# Data provided:
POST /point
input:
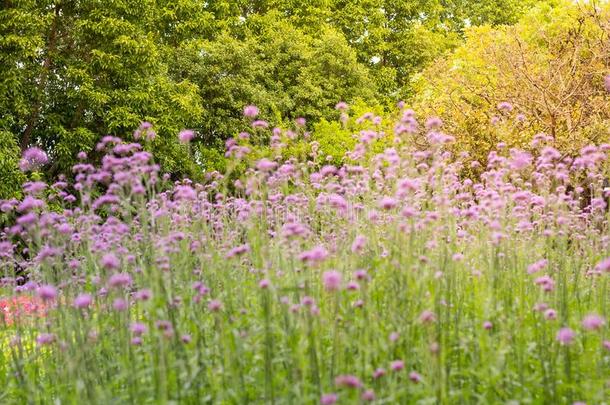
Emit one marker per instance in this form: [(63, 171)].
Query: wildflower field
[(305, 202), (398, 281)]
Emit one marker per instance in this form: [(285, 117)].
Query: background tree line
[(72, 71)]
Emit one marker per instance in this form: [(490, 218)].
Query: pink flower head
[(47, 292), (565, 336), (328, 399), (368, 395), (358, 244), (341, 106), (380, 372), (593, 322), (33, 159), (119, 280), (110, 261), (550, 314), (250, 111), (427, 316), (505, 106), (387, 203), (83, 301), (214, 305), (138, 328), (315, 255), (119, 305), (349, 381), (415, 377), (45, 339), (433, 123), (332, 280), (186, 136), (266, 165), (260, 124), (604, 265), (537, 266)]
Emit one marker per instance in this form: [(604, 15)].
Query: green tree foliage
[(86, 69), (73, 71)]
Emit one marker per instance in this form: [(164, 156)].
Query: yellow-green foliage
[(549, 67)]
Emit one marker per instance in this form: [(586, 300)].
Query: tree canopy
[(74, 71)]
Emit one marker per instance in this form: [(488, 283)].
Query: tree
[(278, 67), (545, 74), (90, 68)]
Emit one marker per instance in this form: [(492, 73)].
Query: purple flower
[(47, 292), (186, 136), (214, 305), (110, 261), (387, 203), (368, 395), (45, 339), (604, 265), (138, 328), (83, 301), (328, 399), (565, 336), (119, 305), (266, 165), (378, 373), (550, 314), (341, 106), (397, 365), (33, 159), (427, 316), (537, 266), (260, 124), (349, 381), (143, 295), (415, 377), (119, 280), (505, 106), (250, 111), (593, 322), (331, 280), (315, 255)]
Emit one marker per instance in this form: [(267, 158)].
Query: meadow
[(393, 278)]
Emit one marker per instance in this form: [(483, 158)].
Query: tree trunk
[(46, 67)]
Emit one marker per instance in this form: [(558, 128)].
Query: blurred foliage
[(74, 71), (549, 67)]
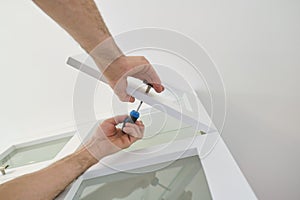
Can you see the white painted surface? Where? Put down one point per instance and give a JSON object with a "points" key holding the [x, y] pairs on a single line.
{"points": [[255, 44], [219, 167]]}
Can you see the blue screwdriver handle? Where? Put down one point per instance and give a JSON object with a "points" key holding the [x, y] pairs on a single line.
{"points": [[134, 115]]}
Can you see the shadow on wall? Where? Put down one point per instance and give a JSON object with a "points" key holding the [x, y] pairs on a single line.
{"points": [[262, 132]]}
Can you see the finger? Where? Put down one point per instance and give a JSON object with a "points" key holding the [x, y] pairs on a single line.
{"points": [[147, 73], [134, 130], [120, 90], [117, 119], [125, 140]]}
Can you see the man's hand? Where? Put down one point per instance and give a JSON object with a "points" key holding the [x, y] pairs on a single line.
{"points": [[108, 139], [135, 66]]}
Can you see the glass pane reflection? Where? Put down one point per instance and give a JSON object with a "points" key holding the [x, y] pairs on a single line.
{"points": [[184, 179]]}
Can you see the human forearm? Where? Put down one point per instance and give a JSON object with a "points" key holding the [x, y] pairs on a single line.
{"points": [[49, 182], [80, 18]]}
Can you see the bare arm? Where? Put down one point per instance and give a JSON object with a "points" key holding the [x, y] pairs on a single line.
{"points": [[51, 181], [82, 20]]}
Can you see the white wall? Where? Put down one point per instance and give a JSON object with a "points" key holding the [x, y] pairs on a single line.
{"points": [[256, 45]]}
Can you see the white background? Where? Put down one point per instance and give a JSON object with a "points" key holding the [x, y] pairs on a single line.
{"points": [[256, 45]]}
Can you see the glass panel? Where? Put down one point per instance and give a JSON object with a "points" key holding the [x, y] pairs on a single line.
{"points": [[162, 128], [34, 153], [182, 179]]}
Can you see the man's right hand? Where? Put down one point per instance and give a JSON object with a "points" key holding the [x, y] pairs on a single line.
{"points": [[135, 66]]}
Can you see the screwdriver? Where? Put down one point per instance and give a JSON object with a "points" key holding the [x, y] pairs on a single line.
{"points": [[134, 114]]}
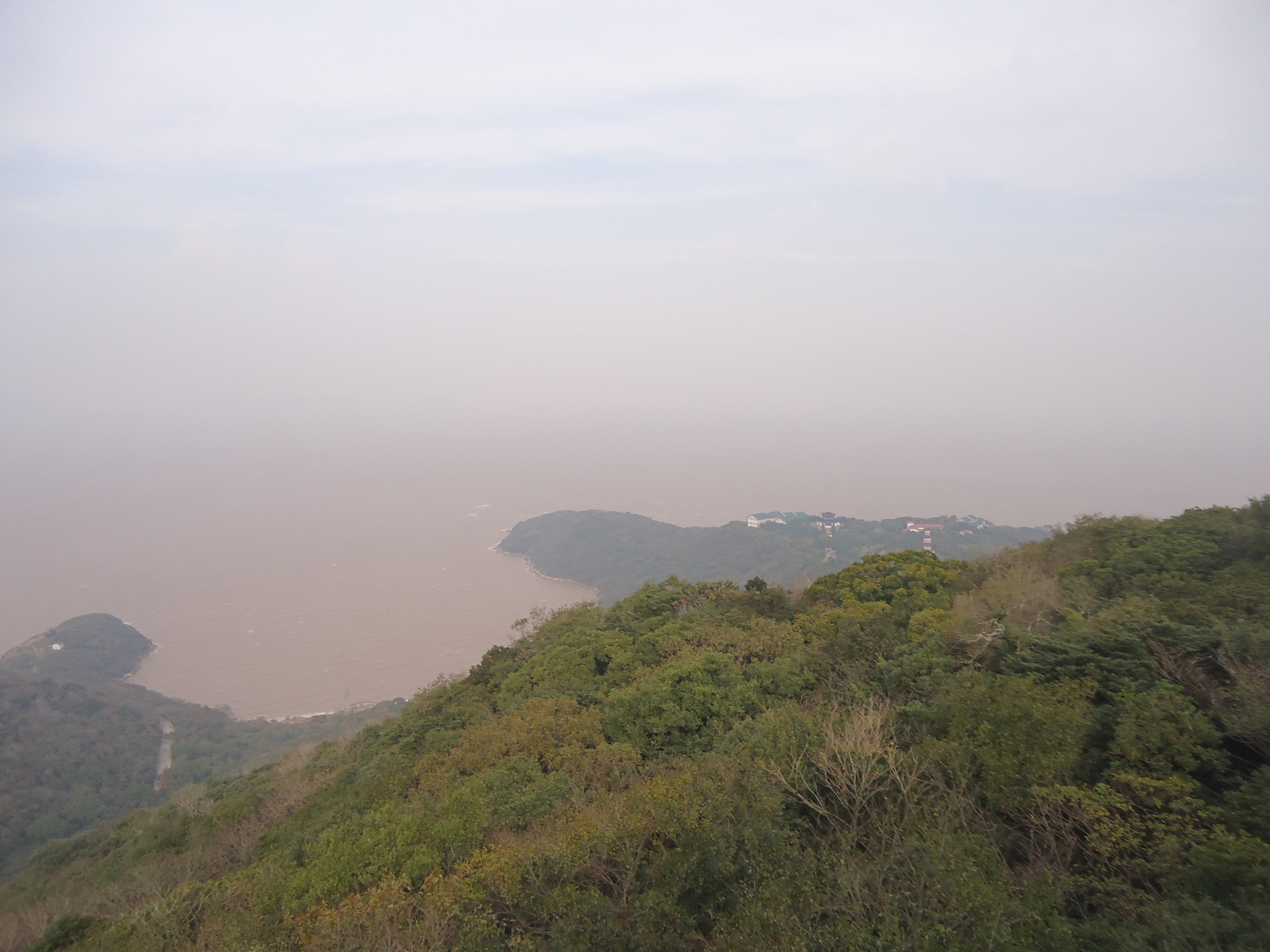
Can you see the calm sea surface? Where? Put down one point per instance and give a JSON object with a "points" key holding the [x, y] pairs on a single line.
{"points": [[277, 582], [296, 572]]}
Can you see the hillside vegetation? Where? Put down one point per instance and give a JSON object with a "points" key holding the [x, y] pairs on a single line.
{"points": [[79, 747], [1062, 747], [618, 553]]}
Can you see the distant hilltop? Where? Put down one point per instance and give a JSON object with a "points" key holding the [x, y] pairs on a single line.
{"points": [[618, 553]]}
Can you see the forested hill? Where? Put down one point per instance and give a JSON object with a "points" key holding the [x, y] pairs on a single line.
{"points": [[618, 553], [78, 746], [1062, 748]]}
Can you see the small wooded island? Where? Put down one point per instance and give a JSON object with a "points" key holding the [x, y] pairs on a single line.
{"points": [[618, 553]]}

==

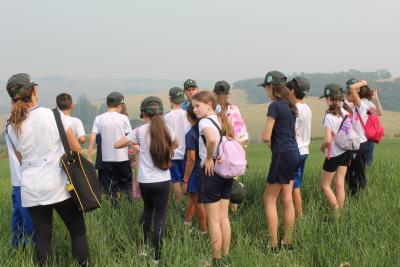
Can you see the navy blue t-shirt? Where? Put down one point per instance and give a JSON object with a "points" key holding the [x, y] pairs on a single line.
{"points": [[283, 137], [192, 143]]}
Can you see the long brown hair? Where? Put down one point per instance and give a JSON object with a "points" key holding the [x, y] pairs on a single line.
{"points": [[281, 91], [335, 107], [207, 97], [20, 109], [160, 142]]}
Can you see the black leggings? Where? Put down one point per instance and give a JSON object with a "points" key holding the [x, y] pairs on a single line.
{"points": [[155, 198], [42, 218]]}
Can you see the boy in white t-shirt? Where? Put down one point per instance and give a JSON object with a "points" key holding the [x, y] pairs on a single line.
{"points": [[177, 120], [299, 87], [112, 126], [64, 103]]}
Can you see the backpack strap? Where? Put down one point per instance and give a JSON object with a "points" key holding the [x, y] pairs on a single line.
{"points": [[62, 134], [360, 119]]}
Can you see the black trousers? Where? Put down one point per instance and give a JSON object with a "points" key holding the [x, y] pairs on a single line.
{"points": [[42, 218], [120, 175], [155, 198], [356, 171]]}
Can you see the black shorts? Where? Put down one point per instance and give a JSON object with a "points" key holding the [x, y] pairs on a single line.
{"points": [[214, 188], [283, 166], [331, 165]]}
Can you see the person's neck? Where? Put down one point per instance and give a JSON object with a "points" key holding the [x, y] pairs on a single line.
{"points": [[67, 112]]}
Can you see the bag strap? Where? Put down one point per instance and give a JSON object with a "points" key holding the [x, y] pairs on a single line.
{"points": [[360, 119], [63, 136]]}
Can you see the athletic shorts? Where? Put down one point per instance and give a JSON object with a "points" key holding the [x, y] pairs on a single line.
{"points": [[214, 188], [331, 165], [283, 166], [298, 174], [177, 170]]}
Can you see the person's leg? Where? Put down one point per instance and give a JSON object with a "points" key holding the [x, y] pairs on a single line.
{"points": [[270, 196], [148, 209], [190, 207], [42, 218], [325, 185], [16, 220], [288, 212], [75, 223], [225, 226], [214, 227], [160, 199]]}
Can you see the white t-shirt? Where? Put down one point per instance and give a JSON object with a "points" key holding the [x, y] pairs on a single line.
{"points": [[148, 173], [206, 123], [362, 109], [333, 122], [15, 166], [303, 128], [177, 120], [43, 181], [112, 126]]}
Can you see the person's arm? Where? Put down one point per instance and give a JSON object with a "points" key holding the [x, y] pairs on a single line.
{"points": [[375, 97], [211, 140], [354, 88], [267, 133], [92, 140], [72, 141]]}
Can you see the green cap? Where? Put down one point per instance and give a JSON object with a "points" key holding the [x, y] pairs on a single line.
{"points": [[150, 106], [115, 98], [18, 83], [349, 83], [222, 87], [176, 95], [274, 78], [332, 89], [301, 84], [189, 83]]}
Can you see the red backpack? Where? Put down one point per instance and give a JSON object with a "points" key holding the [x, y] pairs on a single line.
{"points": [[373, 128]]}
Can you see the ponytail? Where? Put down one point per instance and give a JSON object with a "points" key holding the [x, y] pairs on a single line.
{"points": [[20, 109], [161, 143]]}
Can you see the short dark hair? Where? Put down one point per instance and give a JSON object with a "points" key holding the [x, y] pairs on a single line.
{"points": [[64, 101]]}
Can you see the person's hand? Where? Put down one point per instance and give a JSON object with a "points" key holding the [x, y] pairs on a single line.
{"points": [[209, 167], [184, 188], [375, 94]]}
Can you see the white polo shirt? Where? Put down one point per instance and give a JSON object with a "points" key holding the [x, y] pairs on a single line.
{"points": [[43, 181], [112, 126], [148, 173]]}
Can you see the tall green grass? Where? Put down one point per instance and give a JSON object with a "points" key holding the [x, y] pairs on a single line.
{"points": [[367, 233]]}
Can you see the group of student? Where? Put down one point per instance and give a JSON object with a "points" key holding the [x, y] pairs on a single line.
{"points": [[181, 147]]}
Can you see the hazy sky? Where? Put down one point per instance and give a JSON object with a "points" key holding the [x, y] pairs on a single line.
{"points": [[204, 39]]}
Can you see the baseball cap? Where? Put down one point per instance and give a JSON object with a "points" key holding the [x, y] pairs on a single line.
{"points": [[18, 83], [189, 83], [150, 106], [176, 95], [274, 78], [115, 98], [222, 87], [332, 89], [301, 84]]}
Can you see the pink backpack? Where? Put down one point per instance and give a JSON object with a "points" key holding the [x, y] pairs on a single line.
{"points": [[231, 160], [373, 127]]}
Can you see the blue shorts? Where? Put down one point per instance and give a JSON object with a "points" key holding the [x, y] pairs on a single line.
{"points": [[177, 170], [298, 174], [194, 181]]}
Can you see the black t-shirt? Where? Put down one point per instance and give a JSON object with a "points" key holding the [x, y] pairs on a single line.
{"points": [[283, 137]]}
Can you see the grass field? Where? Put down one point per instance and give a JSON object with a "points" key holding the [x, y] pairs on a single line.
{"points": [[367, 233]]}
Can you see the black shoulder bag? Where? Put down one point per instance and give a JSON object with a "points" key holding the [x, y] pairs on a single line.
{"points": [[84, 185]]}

==

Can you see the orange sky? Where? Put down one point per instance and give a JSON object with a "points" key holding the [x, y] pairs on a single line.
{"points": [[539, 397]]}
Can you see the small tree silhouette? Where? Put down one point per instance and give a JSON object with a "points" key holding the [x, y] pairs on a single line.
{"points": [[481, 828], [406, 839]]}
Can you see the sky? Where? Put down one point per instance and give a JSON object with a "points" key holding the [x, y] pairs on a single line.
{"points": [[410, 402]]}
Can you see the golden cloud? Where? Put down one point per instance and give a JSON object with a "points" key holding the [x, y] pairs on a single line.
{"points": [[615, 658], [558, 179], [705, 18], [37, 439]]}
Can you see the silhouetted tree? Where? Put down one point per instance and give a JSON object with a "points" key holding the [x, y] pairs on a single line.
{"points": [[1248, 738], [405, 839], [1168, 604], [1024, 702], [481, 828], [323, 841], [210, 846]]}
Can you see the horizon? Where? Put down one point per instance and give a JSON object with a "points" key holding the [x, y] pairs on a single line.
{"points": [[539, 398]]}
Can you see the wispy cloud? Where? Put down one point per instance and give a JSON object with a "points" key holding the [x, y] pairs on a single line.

# Problem statement:
The required answer is the exact run of lines above starting at the line with "Emit one marker per instance in this form: [(488, 283)]." and ending at the line with "Emit one marker per instance in this form: [(492, 73)].", with both ends present.

# Result:
Emit one marker per instance in this form: [(488, 283)].
Query: tree
[(278, 67), (545, 74), (90, 68)]
Emit one marker per instance in this form: [(492, 73)].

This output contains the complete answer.